▸ REQUIRED ACTIONS:
1: Name every speaker in the workshop program, with the institution given for each.
2: According to the workshop program, at what time does the workshop begin?
3: From the workshop program, extract the passage between "Title: A surgery" and "or symplectic structures.", inclusive.

▸ DOCUMENT PASSAGE:
The IGA satellite workshop to
"Mathematics of String Theory 2006"
on Thursday 27th July 2006


Start of Workshop, 8:55 am

9:00 am

Speaker: Peter Bouwknegt (ANU)

Title: T-duality and Generalized Geometry

Abstract: In this talk I will discuss how to incorporate T-duality for principal torus bundles into the framework of (a generalized) generalized geometry. This is joint work with Josh Garretson and Peggy Kao.

10:15 am

Speaker: Jacek Brodzki (University of Southampton, UK)

Title: D-brane charges and Poincare duality on noncommutative manifolds

Abstract: In classical differential geometry, one of the main properties of a compact diffierentiable manifold M of dimension n is the Poincare duality, which establishes an isomorphism between cohomology in degree k and homology in degree n-k, or equivalently, it provides a non degenerate complex valued pairing between cohomology groups in degree k and n-k. An analogue of this property, expressed in terms of Poincare duality in Kasparov's KK-theory, has found a place in Connes' axiomatic description of differentiable manifolds in noncommutative geometry. In this talk we shall give an introduction to the notion of Poincare duality in bivariant K-theory and provide applications of this formalism in the D-brane theory. We propose a general formula for D-brane charge.

11:30 am

Speaker: Gil Cavalcanti (Oxford University, UK)

Title: A surgery for generalized complex 4-manifolds

Abstract: I'll introduced a surgery for generalized complex 4-manifolds whose starting point is a symplectic 4-manifold with a symplectic 2-torus and whose output is a generalized complex manifold which is symplectic away from a 2-torus, where the structure becomes of complex type. Using this surgery in a specific symplectic manifold I'll give the first example of generalized complex manifold which does not admit either complex or symplectic structures.

(Point-per-instance localization data)
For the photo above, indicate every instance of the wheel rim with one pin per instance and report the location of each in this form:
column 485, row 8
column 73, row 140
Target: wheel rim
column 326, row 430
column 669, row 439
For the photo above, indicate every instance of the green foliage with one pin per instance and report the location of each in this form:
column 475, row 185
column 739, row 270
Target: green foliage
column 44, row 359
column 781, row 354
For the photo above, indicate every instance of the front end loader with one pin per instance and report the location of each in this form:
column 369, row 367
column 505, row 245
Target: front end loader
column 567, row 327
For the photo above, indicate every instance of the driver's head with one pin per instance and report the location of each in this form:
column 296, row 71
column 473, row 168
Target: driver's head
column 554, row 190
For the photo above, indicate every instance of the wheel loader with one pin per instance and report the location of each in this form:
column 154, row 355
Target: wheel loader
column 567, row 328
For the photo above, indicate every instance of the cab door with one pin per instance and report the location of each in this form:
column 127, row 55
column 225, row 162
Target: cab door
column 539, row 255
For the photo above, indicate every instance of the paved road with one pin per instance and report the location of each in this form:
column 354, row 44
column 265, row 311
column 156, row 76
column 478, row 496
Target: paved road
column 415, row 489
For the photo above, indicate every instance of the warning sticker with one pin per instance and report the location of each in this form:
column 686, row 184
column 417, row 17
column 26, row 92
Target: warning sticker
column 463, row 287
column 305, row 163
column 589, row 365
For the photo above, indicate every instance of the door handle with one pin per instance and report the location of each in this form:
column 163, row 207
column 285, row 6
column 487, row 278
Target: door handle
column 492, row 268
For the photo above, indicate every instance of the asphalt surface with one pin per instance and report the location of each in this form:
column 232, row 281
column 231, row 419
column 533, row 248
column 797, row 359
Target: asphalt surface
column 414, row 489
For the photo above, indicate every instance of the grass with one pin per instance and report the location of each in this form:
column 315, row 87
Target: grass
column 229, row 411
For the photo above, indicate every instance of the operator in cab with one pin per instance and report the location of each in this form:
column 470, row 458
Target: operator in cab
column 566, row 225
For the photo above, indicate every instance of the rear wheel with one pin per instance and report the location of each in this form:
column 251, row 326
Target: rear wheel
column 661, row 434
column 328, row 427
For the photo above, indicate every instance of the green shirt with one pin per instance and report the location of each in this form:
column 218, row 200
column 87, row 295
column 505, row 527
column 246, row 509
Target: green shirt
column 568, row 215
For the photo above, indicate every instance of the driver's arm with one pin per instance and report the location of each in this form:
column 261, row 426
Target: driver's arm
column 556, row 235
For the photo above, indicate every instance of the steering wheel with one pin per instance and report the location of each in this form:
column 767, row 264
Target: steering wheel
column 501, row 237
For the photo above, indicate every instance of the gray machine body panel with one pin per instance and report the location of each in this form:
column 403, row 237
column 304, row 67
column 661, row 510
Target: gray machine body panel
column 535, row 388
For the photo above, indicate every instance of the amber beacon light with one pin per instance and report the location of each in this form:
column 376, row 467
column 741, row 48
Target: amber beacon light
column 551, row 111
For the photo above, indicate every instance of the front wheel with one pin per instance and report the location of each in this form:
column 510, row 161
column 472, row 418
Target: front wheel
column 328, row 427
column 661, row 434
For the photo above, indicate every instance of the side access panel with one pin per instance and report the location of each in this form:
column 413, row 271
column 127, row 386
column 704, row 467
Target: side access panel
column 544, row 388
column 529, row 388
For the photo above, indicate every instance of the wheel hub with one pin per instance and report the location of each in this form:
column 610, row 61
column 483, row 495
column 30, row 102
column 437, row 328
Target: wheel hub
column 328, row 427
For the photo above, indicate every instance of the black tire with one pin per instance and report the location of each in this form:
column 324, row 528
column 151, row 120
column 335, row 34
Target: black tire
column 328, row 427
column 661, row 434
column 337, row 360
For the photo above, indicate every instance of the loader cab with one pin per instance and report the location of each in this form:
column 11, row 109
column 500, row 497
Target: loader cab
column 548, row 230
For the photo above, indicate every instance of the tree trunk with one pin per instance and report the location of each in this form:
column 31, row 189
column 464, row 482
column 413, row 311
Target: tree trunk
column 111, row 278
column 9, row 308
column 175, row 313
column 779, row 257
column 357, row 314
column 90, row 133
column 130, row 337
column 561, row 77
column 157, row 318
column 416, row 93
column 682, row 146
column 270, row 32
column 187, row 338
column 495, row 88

▸ RESPONSES BY ITEM NUMBER:
1: Peter Bouwknegt (ANU); Jacek Brodzki (University of Southampton, UK); Gil Cavalcanti (Oxford University, UK)

2: 8:55 am

3:
Title: A surgery for generalized complex 4-manifolds

Abstract: I'll introduced a surgery for generalized complex 4-manifolds whose starting point is a symplectic 4-manifold with a symplectic 2-torus and whose output is a generalized complex manifold which is symplectic away from a 2-torus, where the structure becomes of complex type. Using this surgery in a specific symplectic manifold I'll give the first example of generalized complex manifold which does not admit either complex or symplectic structures.